TASK LIST →
1: Retype part of the passage on Leo and the heresies word for word, beginning at "About 10 years" and stopping after "of the Universe.)".
2: Continue the passage on Leo and the heresies, picking up after its final sentence.

GIVEN TEXT →

<<<<

For this reason, Leo strongly fought against the heresies in his day: Priscillianism, Pelagianism, Nestorianism, Manicheanism, and Monophysitism.

"Peter has spoken through Leo!:" Leo's Tome and the Monophysite Heresy

About 10 years prior to Leo's election to the throne of St. Peter, the third ecumenical council of the Church, the Council of Ephesus, had defeated the Nestorian heresy which claimed that in Christ were two persons and that Mary was the "Christokos" (Christ-bearer in Greek) and not the "Theotokos" (God-bearer in Greek). This means that she is only the mother of the human person, not the divine person. However, Jesus is one person, with both human and divine natures. The council defeated this heresy on Christ and thus rightly proclaimed Mary to be the Mother of God, since Jesus is God. (Mother of the Word made flesh, not Mother of God the Father, Creator of the Universe.)

>>>>

ENTRIES PROVIDED →

<<<<

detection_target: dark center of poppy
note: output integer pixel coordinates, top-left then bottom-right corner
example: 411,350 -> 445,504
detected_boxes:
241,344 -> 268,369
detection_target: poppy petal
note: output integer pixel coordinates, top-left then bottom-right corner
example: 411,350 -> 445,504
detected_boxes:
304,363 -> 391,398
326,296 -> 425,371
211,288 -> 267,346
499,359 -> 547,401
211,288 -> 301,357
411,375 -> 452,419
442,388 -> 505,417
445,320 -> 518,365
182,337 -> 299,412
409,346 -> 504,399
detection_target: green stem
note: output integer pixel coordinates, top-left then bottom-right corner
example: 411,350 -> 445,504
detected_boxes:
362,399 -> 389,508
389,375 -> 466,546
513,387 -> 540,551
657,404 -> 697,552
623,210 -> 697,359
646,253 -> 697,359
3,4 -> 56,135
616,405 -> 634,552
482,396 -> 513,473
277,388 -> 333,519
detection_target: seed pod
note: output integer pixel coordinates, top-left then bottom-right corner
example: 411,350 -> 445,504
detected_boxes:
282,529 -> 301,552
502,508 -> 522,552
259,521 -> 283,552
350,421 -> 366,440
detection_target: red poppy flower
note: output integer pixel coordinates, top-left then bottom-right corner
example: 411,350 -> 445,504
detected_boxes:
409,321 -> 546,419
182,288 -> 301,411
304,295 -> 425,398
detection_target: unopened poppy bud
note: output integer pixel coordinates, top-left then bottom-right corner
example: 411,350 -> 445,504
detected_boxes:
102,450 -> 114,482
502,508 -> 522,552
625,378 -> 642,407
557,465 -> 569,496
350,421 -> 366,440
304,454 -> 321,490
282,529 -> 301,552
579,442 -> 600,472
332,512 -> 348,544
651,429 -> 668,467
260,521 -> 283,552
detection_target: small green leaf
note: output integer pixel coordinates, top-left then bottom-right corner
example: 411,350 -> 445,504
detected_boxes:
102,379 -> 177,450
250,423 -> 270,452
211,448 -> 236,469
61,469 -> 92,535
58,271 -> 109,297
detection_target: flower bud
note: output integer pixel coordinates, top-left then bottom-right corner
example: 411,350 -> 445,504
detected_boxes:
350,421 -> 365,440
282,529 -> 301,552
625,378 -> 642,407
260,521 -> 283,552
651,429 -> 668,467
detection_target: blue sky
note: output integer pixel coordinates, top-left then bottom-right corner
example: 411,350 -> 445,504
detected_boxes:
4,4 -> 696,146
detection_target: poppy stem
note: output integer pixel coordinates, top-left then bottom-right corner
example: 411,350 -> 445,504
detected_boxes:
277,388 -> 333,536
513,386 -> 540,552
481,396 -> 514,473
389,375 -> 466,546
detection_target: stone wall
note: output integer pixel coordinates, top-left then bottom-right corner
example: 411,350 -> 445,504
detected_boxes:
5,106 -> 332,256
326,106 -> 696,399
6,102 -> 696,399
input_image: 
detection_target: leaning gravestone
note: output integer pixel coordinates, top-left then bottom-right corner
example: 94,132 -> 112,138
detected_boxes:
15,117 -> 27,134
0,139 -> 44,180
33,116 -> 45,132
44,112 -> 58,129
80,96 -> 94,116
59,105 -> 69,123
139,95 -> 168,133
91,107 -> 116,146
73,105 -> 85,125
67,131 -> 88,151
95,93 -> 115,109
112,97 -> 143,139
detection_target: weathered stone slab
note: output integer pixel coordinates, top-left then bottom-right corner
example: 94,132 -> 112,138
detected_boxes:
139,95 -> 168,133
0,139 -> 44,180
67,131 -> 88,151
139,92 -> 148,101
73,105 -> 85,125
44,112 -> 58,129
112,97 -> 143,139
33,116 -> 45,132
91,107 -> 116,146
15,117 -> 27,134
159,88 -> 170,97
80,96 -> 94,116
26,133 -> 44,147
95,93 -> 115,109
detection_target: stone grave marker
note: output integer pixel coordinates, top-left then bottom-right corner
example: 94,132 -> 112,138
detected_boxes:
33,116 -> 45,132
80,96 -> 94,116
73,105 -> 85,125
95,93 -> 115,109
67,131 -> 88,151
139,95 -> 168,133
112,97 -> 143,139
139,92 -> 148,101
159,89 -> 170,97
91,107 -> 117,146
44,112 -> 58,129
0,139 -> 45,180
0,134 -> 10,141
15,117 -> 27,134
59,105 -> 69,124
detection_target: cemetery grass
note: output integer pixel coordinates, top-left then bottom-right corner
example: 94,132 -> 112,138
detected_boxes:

>>>>
<<<<

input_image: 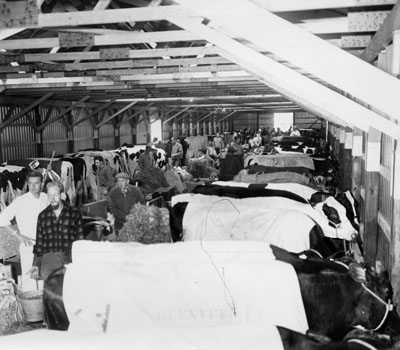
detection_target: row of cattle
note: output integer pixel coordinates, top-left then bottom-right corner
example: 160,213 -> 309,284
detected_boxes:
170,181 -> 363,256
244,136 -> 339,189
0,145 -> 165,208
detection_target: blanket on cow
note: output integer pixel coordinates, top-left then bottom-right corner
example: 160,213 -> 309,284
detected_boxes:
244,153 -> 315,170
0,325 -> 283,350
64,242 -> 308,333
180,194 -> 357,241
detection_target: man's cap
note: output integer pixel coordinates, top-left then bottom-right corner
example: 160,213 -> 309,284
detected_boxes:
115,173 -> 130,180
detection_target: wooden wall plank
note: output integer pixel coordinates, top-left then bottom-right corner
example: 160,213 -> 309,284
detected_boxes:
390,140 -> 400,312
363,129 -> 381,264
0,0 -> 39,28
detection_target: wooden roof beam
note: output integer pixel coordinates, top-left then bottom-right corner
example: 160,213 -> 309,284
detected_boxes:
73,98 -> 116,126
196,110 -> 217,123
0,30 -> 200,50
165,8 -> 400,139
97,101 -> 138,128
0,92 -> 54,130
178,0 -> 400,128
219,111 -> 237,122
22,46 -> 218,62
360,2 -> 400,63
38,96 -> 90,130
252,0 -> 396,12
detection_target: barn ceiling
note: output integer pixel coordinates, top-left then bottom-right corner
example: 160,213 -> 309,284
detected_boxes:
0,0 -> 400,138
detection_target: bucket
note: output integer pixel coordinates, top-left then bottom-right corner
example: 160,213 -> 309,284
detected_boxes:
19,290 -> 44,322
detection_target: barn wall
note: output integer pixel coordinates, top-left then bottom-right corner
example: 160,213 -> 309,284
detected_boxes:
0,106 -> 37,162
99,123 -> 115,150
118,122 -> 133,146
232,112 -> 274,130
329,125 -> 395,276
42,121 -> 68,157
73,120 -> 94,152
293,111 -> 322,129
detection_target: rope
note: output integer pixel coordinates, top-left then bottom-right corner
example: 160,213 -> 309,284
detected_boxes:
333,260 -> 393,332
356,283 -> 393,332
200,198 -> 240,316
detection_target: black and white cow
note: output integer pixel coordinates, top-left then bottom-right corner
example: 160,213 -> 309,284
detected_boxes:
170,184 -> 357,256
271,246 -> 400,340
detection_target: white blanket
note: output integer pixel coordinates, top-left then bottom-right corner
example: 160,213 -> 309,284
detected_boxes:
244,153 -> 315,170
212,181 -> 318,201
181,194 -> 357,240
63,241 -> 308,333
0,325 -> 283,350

>>>>

ANSWERS FOR EACH ITEM →
1:
About 10 years prior to Leo's election to the throne of St. Peter, the third ecumenical council of the Church, the Council of Ephesus, had defeated the Nestorian heresy which claimed that in Christ were two persons and that Mary was the "Christokos" (Christ-bearer in Greek) and not the "Theotokos" (God-bearer in Greek). This means that she is only the mother of the human person, not the divine person. However, Jesus is one person, with both human and divine natures. The council defeated this heresy on Christ and thus rightly proclaimed Mary to be the Mother of God, since Jesus is God. (Mother of the Word made flesh, not Mother of God the Father, Creator of the Universe.)

2:
During Leo's pontificate, another attack on orthodox Christology came through the Monophysite heresy. Monophysitism denies the two natures (human and divine) in the one person of Jesus Christ. They believed Christ had only one divine nature. In 449 A.D., the monk Eutyches and his Monophysite followers held the 2nd Council of Ephesus which affirmed this heresy. Pope Leo deemed the council a "Robber Synod," and called the true third general council, the Council of Chalcedon in 451 A.D. At the council, Leo's Tome (his book on the Monophysite heresy)was finally read (it had been ignored at the "Robber Synod") and the heresy was defeated. The bishops (only four came from the West, most were from the East) cheered, "Peter has spoken through Leo!" This cry from the (remember, largely Eastern!) bishops should be instructive for those who accuse the papacy of being a man-made or medieval invention. Four centuries after Peter: "Peter has spoken through Leo!"

Powerful words, indeed.

Leo's Tome is called, "the plain man's guide to the doctrine of the Incarnation."

Leo's role in defeating this terrible heresy was integral to preserving the traditional understanding Christ's personhood and nature. His leadership and strength also reaffirmed the primacy of the Bishop of Rome. At this council, Leo rejected the passing of Canon 28 which tried to make the Patriarch of Constantinople equal in authority with Rome.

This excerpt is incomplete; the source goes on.